Records provided Start Marker

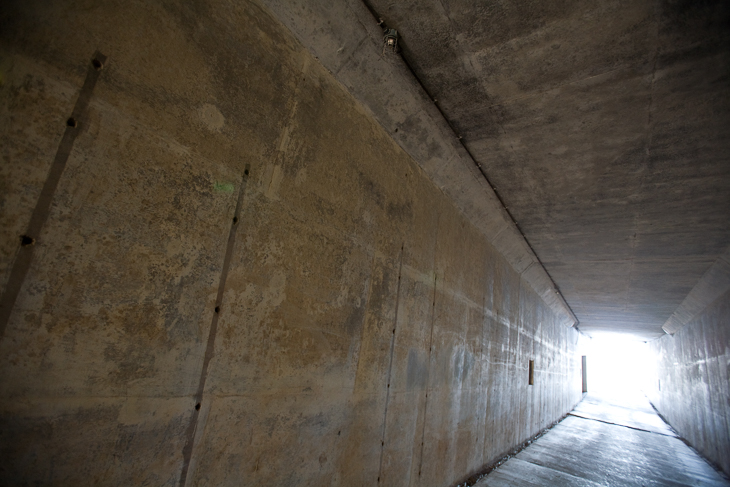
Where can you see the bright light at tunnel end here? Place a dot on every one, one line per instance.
(619, 365)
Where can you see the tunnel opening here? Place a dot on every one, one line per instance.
(617, 366)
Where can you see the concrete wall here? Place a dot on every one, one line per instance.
(691, 389)
(365, 328)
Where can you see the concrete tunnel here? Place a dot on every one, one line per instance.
(300, 242)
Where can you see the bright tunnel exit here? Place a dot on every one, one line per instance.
(618, 366)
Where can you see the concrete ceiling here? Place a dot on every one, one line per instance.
(604, 128)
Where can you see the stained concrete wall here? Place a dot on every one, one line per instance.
(365, 329)
(691, 389)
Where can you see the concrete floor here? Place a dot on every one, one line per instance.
(607, 442)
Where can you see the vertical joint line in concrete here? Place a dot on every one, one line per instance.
(210, 345)
(390, 364)
(42, 209)
(428, 371)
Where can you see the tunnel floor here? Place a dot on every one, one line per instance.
(604, 442)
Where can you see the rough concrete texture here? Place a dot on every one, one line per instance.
(347, 40)
(366, 328)
(691, 389)
(622, 443)
(713, 284)
(602, 125)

Records provided End Marker

• [About this task]: Type the entries above out again exactly, with no pictures.

• [Exercise result]:
Where can you see the bright light at tunnel end here? Place a dot on every one, one line per instance.
(619, 365)
Where can you see the tunnel opening here? Place a dot on every one, one line per instance.
(617, 366)
Where can you see the concrete wall here? Place a dot on every one, one line per instance.
(691, 389)
(365, 328)
Where can you see the concrete tunnel here? Place a dot on every one, one line per instance.
(300, 242)
Where can you see the bright tunnel exit here? Place a dot on every one, one line per instance.
(618, 366)
Where can you see the concrete ceiling here? Place a dot on every one, one line per instance.
(604, 128)
Where can you see the stained concrete wall here? Place a dot on every one, one line per instance.
(365, 329)
(691, 389)
Where can you see the concrete floor here? Place a dot on every one, one line per instance.
(607, 442)
Where can you see the vertical joint line in concrete here? Place a dot on every one, one line per instance.
(210, 345)
(390, 364)
(42, 209)
(428, 371)
Where can you see the tunnel floor here? Place a dot on every one, one line per instance.
(604, 442)
Where can you see the rough concrete texture here? Place a dot on every one, one line per instance.
(347, 40)
(366, 328)
(691, 389)
(622, 443)
(713, 284)
(602, 125)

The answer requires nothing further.